Provided passage »
A further 31 artificial radioisotopes of tellurium are known, with
atomic masses ranging from 104 to 142 and with half-lives up to 19.31
days for 121Te. Also, 17 nuclear isomers are known, with half-lives up
to 164.7 days for the same isotope. Except for beryllium-8 and
beta-delayed alpha emission branches in some lighter nuclides,
tellurium (104Te to 109Te) is the lightest element with isotopes known
to undergo alpha decay.

The atomic mass of tellurium () exceeds that of iodine (), the next
element in the periodic table. Such inversions were thought by some to
be paradoxical before atomic number was discovered.


Occurrence
============
With an abundance in the Earth's crust comparable to that of platinum
(about 1 μg/kg), tellurium is one of the rarest stable solid elements.
In comparison, even thulium - the rarest of the stable lanthanides -
has crystal abundances of 500 μg/kg (see Abundance of the chemical
elements).

The rarity of tellurium in the Earth's crust is not a reflection of
its cosmic abundance. Tellurium is more abundant than rubidium in the
cosmos, though rubidium is 10,000 times more abundant in the Earth's
crust. The rarity of tellurium on Earth is thought to be caused by
conditions during preaccretional sorting in the solar nebula, when the
stable form of certain elements, in the absence of oxygen and water,
was controlled by the reductive power of free hydrogen. Under this
scenario, certain elements that form volatile hydrides, such as
tellurium, were severely depleted through the evaporation of these
hydrides. Tellurium and selenium are the heavy elements most depleted
by this process.

Tellurium is sometimes found in its native (i.e., elemental) form, but
is more often found as the tellurides of gold such as calaverite and
krennerite (two different polymorphs of AuTe2), petzite, Ag3AuTe2, and
sylvanite, AgAuTe4. The town of Telluride, Colorado, was named in the
hope of a strike of gold telluride (which never materialized, though
gold metal ore was found). Gold itself is usually found uncombined,
but when found as a chemical compound, it is often combined with
tellurium.

Although tellurium is found with gold more often than in uncombined
form, it is found even more often combined as tellurides of more
common metals (e.g. melonite, NiTe2). Natural tellurite and tellurate
minerals also occur, formed by the oxidation of tellurides near the
Earth's surface. In contrast to selenium, tellurium does not usually
replace sulfur in minerals because of the great difference in ion
radii. Thus, many common sulfide minerals contain substantial
quantities of selenium and only traces of tellurium.

In the gold rush of 1893, miners in Kalgoorlie discarded a pyritic
material as they searched for pure gold, and it was used to fill in
potholes and build sidewalks. In 1896, that tailing was discovered to
be calaverite, a telluride of gold, and it sparked a second gold rush
that included mining the streets.

Supplied entries »
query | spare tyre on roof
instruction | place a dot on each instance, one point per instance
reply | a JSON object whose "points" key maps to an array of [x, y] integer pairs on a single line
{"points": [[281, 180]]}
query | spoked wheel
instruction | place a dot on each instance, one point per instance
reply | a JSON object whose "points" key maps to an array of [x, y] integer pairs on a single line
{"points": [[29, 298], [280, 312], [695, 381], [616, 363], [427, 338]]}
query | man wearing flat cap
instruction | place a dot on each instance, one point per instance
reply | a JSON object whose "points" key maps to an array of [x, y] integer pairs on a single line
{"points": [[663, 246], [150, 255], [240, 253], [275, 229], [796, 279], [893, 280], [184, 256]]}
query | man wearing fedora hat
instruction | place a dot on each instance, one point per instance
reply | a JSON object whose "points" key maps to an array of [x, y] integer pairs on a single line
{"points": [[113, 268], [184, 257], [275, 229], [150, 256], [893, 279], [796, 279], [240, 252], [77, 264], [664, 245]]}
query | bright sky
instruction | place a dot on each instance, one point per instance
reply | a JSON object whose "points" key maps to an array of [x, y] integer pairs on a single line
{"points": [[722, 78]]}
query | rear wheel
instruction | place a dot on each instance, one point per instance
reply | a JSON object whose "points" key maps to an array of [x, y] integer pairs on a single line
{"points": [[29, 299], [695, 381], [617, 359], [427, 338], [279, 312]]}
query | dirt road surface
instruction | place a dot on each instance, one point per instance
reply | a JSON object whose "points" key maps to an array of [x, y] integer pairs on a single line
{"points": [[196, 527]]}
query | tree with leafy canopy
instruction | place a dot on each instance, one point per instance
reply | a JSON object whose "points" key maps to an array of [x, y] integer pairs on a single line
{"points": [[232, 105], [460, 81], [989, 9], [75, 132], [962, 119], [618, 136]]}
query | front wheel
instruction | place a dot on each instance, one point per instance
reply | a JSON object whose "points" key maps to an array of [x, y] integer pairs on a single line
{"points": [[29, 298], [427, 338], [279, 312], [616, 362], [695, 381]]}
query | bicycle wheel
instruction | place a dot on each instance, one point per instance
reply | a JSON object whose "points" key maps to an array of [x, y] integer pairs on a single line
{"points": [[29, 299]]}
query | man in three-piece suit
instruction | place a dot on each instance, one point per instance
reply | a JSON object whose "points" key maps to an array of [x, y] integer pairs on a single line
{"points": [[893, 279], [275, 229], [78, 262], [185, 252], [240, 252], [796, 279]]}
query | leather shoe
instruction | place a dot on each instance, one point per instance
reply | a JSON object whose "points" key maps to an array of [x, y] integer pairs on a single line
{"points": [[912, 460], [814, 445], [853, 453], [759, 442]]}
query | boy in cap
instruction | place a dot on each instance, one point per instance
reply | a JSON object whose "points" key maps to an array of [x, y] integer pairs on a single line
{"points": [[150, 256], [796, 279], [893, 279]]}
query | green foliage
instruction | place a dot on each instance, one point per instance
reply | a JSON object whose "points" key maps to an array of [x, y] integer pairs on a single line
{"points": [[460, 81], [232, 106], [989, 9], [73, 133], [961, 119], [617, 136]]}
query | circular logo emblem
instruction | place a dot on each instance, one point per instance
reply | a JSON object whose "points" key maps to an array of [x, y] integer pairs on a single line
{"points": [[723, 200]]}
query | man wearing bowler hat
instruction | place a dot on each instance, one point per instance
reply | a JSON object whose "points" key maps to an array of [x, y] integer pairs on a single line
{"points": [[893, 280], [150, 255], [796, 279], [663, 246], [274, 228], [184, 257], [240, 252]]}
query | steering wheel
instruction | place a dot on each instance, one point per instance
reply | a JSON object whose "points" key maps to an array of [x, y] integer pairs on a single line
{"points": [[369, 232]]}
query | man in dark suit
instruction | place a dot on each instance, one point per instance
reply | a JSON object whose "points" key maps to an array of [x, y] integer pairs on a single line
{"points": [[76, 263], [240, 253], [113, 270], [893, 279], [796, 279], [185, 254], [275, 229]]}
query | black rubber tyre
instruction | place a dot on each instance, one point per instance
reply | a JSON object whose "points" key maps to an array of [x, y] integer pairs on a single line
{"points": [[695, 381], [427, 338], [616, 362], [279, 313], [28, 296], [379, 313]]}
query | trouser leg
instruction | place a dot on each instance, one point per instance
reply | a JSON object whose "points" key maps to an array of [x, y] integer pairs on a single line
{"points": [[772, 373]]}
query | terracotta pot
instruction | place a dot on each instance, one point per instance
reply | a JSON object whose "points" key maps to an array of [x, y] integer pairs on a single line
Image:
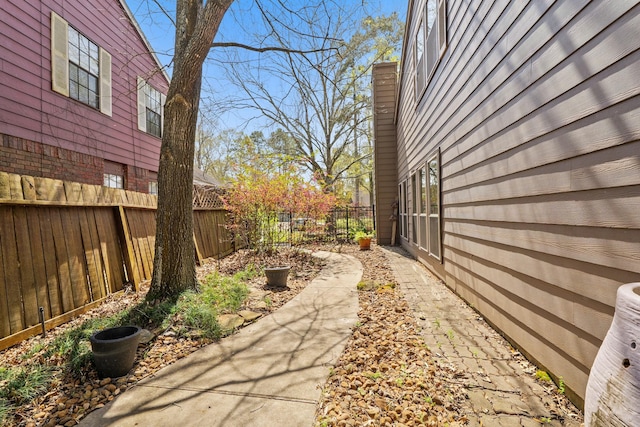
{"points": [[613, 390], [114, 350], [277, 276], [365, 243]]}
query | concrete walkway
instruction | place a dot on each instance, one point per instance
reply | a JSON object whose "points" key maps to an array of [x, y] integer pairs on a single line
{"points": [[501, 387], [268, 374]]}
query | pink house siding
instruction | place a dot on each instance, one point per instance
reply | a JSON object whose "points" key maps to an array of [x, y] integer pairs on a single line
{"points": [[31, 111]]}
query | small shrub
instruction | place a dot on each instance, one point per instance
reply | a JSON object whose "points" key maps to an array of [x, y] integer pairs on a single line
{"points": [[20, 385]]}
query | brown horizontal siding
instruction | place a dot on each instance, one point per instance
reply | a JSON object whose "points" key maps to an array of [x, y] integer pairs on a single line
{"points": [[30, 109], [535, 108]]}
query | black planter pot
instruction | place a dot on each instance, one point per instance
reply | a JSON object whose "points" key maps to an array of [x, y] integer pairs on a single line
{"points": [[277, 276], [114, 350]]}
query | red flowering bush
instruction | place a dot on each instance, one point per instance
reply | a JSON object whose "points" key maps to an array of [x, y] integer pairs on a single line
{"points": [[266, 204]]}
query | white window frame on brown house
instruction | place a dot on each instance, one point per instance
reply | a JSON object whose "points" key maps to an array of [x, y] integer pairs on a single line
{"points": [[421, 194], [414, 208], [60, 81], [403, 208], [435, 218], [430, 42]]}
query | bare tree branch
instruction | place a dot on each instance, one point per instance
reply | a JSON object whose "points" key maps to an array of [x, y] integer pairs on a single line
{"points": [[271, 48]]}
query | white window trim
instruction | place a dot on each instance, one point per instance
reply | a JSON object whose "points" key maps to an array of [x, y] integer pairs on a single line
{"points": [[435, 156], [142, 105], [60, 64], [440, 27]]}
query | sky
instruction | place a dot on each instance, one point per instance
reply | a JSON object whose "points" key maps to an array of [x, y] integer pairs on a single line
{"points": [[238, 25]]}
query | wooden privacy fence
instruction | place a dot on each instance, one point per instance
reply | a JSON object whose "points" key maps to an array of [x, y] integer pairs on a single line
{"points": [[65, 246]]}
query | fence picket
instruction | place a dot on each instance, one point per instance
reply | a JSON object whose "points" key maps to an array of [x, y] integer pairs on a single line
{"points": [[11, 271], [25, 259]]}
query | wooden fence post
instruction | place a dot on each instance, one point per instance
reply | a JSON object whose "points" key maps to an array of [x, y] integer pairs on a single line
{"points": [[129, 254]]}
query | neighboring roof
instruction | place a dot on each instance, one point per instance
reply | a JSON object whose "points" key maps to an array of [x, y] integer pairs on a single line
{"points": [[144, 38], [202, 178]]}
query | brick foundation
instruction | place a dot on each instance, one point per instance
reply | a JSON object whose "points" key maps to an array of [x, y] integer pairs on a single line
{"points": [[24, 157]]}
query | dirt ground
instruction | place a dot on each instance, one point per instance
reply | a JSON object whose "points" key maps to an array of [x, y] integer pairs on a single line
{"points": [[385, 376]]}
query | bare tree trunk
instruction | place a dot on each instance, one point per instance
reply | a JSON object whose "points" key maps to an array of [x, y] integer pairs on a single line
{"points": [[174, 262]]}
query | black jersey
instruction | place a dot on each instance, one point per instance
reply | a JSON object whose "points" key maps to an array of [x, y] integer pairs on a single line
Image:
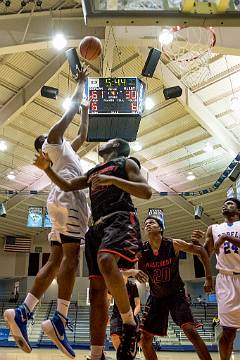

Goal of the exercise » Please quote the tellurium passage above from "Although tellurium is" up to and including "mining the streets.", word for word.

Response to the task »
Although tellurium is found with gold more often than in uncombined
form, it is found even more often combined as tellurides of more
common metals (e.g. melonite, NiTe2). Natural tellurite and tellurate
minerals also occur, formed by the oxidation of tellurides near the
Earth's surface. In contrast to selenium, tellurium does not usually
replace sulfur in minerals because of the great difference in ion
radii. Thus, many common sulfide minerals contain substantial
quantities of selenium and only traces of tellurium.

In the gold rush of 1893, miners in Kalgoorlie discarded a pyritic
material as they searched for pure gold, and it was used to fill in
potholes and build sidewalks. In 1896, that tailing was discovered to
be calaverite, a telluride of gold, and it sparked a second gold rush
that included mining the streets.